-------- Information given

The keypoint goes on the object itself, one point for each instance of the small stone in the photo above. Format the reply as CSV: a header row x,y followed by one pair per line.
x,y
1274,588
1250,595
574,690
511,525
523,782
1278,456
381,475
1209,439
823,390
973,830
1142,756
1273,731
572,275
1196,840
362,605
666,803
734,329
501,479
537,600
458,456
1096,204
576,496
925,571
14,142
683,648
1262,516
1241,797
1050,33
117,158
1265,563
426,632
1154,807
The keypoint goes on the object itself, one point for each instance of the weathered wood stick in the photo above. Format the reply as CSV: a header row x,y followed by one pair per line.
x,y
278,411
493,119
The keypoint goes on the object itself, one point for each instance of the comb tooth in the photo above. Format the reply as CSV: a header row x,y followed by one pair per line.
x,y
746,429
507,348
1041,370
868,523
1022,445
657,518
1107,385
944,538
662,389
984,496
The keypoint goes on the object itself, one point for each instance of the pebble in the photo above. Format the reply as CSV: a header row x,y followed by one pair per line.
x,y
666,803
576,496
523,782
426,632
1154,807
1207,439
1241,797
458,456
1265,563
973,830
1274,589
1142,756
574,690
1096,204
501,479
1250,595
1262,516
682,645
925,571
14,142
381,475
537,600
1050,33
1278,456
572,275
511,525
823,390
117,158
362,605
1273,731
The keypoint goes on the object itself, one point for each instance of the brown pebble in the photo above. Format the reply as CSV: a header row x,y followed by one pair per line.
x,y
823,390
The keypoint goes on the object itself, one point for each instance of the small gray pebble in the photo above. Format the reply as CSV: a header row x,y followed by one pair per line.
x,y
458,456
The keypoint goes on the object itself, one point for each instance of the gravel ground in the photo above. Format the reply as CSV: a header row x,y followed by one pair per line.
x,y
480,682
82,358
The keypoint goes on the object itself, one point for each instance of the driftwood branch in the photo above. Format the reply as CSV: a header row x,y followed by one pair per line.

----------------

Update the items above by replacing "keypoint" with "marker" wherever it occurs, and keep everything else the same.

The marker goes on the object itself, one point for each instance of the small stone in the photo above. Format the reply as CSV: a header row x,y followed by one pair per line.
x,y
1274,588
1250,595
574,690
511,525
523,782
1278,456
381,475
1209,439
823,390
973,830
1142,756
1273,731
572,275
1196,840
362,605
666,803
734,329
501,479
537,600
458,456
1096,204
576,496
925,571
14,142
683,648
1262,516
1241,797
1050,33
117,158
1265,563
426,632
1154,807
The marker goes on the object itself, one point for each instance of the weathered wood stick in the photo above. Format the reply as CSV: a header row x,y followed by one pair per line.
x,y
278,411
493,119
The marker goes on the object itself, one point for each instance of the comb tooth in the photo above. Format the reply as CSV: a header row x,y followed by one pair per line.
x,y
746,429
507,348
1041,370
868,523
1022,445
657,518
1107,385
944,538
662,389
984,496
The marker goes on the object itself, one point for each instance of the pebble in the photo above. Format the reply as CSV: a header row x,y followed by one pair per line.
x,y
666,803
576,496
523,782
426,632
1154,807
1207,439
1241,797
458,456
1265,563
973,830
1274,589
1142,756
574,690
1096,204
501,479
1250,595
1262,516
682,645
925,571
14,142
381,475
537,600
1050,33
1278,456
572,275
511,525
823,390
117,158
362,605
1273,731
The marker goes on the object itself, one point for each instance of the brown pebble in the photo above. Format the reply as CSV: a header row x,y followed by one pair per line.
x,y
823,390
The marker goes on the object itself, one point for each instance of the small gray pebble in the photo above. Format the reply as CSV: a header row x,y followed by one pair per line.
x,y
458,456
The marker goes on the object itself, one point for each instance of the gravel ground in the photo above. Format the reply as CSV: a header row x,y followed by one pair per line.
x,y
480,682
82,358
The marker goes on the object itself, one point for each instance of the driftwood branch in the photo above. Format the reply as CSV: a header row x,y followed by one pair per line.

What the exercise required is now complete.